**Instructions to follow:**
In the records below, how many lines contain the string "dried"? Case counts. Reply with the number alone.
━━━ Data in this exercise
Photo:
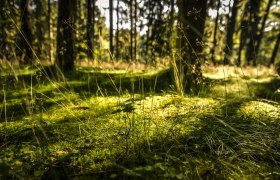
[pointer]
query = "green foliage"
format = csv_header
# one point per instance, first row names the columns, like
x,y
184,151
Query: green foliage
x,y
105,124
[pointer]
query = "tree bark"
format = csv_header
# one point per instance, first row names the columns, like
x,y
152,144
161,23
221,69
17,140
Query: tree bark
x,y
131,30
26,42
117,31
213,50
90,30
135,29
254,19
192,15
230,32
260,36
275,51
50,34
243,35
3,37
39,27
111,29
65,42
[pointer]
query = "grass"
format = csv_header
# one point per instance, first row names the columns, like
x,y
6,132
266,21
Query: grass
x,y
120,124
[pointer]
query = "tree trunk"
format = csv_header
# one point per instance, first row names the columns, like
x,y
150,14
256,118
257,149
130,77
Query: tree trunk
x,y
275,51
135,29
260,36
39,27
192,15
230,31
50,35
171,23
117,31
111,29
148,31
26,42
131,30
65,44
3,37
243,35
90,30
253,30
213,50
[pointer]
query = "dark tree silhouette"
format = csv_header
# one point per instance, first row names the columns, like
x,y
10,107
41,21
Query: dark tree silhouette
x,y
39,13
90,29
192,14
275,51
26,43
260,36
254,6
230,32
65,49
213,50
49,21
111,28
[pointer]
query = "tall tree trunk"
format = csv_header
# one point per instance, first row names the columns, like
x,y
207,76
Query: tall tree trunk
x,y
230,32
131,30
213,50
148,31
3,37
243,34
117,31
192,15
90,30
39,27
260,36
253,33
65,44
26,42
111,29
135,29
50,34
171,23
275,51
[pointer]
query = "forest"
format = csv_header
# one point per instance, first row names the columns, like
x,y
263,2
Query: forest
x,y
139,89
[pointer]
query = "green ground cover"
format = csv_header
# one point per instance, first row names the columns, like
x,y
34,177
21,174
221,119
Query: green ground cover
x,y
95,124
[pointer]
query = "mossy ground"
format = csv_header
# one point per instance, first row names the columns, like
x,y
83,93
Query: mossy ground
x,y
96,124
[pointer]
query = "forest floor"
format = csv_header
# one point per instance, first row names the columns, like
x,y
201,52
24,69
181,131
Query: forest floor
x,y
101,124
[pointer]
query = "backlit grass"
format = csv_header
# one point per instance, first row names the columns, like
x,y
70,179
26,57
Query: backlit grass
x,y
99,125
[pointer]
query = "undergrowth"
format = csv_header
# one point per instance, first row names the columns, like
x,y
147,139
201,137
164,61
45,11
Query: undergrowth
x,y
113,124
━━━━━━
━━━ Data in this exercise
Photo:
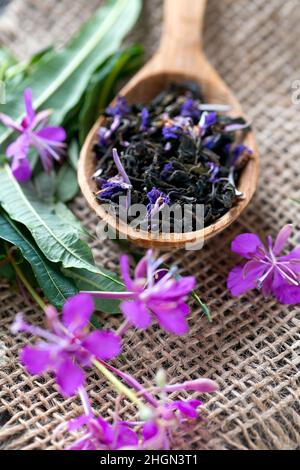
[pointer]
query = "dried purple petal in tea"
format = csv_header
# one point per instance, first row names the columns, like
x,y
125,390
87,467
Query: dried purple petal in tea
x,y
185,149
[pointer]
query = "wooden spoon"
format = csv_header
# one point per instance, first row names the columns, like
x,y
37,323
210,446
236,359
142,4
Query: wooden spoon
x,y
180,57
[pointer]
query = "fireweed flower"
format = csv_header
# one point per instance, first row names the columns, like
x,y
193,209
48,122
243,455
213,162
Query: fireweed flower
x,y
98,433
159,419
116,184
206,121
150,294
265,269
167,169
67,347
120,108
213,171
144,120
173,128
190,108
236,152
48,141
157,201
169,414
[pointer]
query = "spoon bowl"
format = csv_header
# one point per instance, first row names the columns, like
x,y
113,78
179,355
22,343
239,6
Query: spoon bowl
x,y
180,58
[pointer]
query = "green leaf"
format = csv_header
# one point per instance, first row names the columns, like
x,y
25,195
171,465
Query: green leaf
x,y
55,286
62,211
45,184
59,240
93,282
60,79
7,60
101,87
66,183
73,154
━━━━━━
**The answer:**
2